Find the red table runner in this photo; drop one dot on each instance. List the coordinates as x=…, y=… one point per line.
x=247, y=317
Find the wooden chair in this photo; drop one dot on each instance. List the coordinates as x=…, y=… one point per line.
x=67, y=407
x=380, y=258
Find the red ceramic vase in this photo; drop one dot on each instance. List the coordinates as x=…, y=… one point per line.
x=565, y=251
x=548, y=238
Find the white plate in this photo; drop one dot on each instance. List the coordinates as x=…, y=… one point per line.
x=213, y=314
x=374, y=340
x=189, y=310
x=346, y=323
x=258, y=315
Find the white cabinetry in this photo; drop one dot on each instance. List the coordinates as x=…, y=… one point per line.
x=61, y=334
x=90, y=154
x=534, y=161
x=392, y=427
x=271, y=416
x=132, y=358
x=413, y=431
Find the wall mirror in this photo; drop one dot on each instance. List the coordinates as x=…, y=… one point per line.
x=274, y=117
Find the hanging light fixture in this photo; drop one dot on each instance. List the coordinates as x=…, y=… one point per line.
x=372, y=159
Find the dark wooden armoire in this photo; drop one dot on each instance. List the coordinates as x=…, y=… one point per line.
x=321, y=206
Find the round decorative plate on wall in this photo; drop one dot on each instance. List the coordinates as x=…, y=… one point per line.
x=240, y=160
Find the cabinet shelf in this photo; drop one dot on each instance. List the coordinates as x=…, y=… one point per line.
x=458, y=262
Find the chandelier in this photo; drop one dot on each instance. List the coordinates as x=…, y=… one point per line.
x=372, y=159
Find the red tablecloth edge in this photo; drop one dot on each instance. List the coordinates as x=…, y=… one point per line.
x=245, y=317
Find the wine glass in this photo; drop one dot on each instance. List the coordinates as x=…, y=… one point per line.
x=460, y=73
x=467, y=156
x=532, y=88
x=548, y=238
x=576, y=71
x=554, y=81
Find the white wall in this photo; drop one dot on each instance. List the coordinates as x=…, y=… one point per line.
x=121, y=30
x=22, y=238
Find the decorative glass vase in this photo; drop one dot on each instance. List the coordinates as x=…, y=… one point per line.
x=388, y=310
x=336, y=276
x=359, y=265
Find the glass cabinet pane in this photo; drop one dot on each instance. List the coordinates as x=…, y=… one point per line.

EXERCISE :: Reproduce the data above, swapping each "drop one dot" for "place a single marker" and keeping everything else the same.

SOLUTION TO THE PROBLEM ::
Find the red table runner in this photo; place a single marker on each instance. List the coordinates as x=…, y=… one point per line.
x=247, y=317
Find the wooden chair in this photo; place a single marker on each instance. List the coordinates as x=…, y=… one point per line.
x=67, y=407
x=380, y=258
Find the red ceramic vase in this photo; place a single marker on each instance. List the coordinates as x=…, y=… one point per line.
x=565, y=251
x=548, y=238
Find the white plate in this photo; place a single marker on each instance. List the coordinates as x=…, y=… one point per line.
x=213, y=314
x=374, y=340
x=189, y=310
x=346, y=323
x=258, y=315
Find the white cabinetry in this photo; place a single marker on each instance. List the coordinates as x=…, y=… one point per line.
x=61, y=334
x=90, y=154
x=534, y=161
x=392, y=427
x=271, y=416
x=132, y=358
x=413, y=431
Find the wall mirror in this photo; place a single marker on each instance. List the coordinates as x=…, y=… one point per line.
x=274, y=117
Find the hanging light fixture in this photo; place a single marker on each instance. List the coordinates as x=…, y=… one point per line.
x=372, y=159
Find the dark wooden armoire in this photo; place a single marker on each instance. List the coordinates as x=…, y=… one point per line.
x=321, y=206
Find the round decorative plate on wall in this photo; place a single marker on each instance. List the coordinates as x=…, y=… one point per line.
x=240, y=160
Find the cabinet shelf in this photo; place a single marker on each instance. List the coordinates as x=…, y=… one point per line.
x=458, y=262
Find the chandelier in this photo; place a single marker on each instance. List the coordinates as x=…, y=… one point per line.
x=372, y=159
Find the red tablecloth edge in this photo; place a single marker on each instance. List the coordinates as x=…, y=… one point per line.
x=245, y=317
Find the wine glass in this photo; place a single marker on each instance. List the coordinates as x=…, y=… one point per line.
x=460, y=73
x=467, y=156
x=532, y=88
x=548, y=238
x=576, y=71
x=554, y=81
Find the white wall in this photo; place a single marker on each instance. List the coordinates as x=…, y=… one point per line.
x=121, y=30
x=22, y=238
Find the decorative glass vase in this photo; place a single marker on each instance. List the coordinates as x=…, y=… one point per line.
x=388, y=310
x=336, y=276
x=359, y=265
Find the glass cabinet pane in this photo; place a single marker on each instance. List the coordinates as x=…, y=… one point per line.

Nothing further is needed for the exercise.